╭─ EXERCISE DATA

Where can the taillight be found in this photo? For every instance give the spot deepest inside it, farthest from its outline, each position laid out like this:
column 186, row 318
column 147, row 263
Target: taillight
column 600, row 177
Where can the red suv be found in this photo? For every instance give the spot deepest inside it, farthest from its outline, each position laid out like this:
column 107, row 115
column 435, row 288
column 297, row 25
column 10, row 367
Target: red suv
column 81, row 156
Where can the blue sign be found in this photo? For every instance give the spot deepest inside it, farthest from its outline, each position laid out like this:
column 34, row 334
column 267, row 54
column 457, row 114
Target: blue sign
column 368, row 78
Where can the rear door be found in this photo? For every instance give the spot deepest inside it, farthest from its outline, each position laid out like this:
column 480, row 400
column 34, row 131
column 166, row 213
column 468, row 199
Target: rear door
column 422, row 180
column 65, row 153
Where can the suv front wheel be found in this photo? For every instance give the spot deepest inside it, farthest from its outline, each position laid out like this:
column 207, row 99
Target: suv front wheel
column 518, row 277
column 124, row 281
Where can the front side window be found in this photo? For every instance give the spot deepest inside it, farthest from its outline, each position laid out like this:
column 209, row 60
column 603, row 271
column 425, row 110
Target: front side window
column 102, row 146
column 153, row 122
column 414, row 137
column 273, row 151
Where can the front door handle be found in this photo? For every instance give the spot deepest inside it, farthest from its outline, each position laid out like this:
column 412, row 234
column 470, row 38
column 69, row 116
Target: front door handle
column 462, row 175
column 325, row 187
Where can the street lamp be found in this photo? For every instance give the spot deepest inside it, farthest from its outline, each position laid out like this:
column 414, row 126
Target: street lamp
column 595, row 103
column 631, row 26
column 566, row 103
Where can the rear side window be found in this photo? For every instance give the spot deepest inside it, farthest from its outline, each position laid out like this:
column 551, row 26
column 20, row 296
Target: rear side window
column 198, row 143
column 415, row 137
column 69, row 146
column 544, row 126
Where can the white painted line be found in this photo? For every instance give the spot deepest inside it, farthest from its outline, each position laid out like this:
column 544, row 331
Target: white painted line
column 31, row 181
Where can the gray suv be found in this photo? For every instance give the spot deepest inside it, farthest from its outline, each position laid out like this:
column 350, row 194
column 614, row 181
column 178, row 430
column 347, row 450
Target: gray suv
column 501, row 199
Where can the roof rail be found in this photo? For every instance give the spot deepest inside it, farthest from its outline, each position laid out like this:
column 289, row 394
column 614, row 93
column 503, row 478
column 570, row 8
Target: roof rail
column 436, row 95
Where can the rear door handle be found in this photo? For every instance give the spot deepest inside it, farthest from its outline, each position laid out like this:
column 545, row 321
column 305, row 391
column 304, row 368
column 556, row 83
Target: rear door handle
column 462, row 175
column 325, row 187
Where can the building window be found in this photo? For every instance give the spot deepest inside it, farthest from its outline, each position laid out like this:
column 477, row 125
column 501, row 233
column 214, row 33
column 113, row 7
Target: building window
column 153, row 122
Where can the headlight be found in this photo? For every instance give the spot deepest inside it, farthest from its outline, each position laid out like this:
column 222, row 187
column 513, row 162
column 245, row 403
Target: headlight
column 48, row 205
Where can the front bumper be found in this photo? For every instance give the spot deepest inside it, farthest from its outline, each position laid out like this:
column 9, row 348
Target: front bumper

╰─

Pull every line containing "bumper" out of the data above.

Where can the front bumper be found in this photo? For every instance give the spot deepest inside it, farthest from its outline, each position laid out like this:
Target: front bumper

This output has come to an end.